* begin Data rows *

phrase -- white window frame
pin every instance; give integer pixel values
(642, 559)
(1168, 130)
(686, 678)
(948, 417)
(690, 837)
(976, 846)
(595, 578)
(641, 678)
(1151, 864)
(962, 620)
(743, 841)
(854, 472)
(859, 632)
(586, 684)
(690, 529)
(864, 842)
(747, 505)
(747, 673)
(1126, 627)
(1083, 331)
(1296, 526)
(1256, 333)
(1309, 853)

* end Data rows *
* begin Data rows *

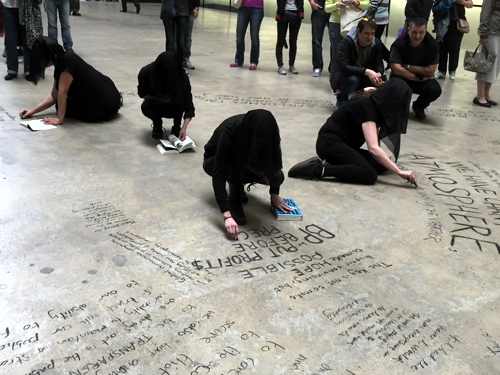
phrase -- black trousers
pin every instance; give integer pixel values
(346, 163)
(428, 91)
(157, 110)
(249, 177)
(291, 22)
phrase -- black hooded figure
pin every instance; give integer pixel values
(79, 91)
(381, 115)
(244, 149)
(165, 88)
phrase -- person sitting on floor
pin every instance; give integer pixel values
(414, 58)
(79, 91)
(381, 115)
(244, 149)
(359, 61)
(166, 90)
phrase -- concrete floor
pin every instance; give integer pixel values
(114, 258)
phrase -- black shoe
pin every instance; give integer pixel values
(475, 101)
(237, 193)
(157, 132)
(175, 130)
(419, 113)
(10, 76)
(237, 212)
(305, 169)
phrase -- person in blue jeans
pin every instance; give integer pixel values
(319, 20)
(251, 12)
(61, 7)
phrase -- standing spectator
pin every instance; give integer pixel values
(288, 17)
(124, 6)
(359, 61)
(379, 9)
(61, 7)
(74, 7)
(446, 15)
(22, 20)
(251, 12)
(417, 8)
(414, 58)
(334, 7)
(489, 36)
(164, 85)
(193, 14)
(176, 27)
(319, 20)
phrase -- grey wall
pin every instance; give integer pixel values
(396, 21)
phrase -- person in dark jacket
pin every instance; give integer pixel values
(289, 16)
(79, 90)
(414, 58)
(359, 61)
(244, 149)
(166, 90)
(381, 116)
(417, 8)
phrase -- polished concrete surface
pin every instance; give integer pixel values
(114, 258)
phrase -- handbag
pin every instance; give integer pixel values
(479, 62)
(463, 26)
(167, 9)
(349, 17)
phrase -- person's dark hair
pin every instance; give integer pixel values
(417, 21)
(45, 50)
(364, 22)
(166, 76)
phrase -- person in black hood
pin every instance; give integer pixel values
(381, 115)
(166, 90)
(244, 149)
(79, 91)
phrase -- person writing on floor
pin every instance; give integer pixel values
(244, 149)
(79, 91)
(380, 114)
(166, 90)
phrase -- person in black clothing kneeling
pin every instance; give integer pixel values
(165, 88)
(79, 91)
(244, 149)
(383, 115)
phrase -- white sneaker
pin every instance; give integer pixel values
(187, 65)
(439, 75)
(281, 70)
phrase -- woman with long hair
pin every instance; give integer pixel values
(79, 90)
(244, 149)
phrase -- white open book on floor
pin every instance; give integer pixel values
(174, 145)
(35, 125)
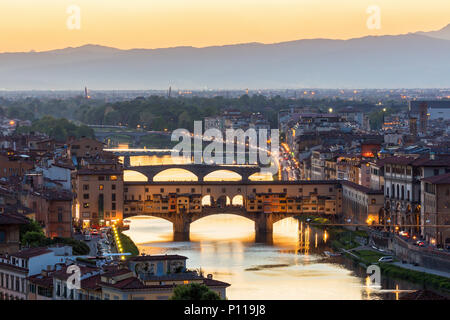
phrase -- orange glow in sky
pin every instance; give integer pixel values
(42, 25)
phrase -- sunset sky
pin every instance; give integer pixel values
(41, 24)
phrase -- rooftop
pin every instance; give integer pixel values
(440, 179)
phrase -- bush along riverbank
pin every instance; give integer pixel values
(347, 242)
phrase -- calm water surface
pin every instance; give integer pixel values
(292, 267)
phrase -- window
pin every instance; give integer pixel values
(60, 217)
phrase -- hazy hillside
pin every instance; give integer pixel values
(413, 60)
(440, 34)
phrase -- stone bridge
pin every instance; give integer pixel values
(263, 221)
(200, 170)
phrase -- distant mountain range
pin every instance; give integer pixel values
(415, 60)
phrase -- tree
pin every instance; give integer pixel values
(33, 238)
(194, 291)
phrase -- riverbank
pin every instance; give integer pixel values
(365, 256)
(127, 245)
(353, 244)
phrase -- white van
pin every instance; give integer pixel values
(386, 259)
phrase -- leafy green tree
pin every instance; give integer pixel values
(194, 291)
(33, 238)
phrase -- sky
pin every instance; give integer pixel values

* end Data rows *
* begin Data rows *

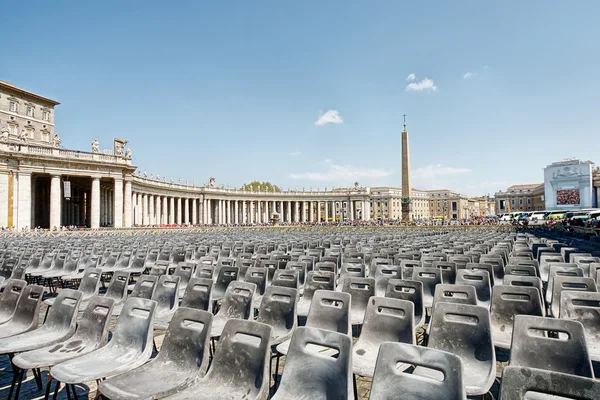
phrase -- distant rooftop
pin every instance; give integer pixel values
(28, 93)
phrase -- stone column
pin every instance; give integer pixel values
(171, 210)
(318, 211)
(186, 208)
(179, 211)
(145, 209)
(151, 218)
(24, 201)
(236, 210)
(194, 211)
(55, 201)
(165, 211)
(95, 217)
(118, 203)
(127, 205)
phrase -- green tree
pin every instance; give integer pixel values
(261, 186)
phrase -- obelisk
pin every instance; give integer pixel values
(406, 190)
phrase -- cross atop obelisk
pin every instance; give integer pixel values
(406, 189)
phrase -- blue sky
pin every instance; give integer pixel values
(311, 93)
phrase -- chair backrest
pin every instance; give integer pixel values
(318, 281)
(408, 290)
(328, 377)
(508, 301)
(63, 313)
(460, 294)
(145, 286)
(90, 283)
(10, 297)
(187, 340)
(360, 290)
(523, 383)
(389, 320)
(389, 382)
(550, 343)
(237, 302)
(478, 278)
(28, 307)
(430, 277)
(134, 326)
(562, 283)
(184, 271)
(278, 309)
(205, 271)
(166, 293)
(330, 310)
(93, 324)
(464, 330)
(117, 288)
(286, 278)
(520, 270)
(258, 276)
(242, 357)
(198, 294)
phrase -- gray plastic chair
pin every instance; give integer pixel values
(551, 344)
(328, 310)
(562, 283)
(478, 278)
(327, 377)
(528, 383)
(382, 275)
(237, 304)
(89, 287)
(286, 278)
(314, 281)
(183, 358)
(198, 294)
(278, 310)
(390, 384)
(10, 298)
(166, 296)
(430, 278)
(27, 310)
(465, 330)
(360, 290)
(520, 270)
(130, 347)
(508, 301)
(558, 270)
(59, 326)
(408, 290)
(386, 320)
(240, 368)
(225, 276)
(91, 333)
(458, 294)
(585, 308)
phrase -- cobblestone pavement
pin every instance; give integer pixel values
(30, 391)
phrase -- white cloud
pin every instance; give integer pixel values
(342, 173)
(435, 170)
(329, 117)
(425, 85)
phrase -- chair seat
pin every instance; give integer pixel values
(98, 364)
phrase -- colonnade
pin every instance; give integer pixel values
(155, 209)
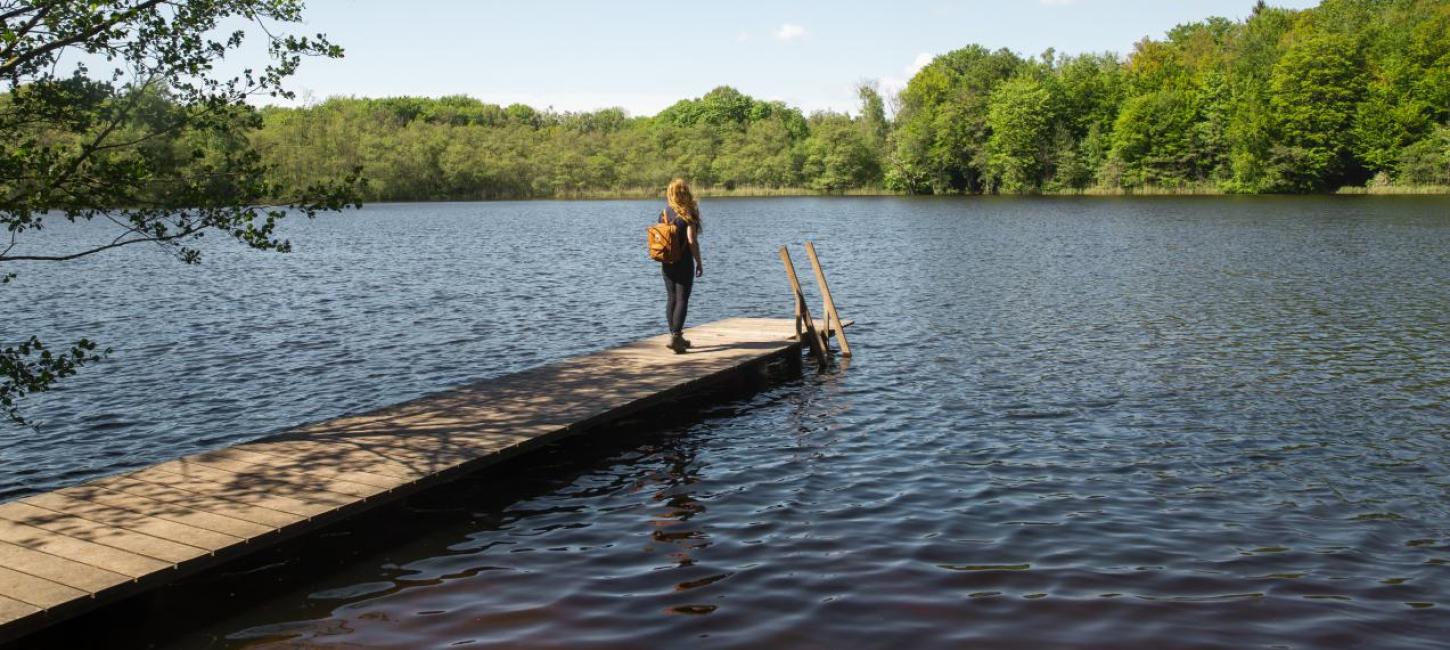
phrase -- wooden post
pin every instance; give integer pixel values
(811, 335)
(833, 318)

* end Data rows *

- [What is expected]
Count how many lines in the records contain the word "obelisk", and give only that number.

- [Exercise output]
2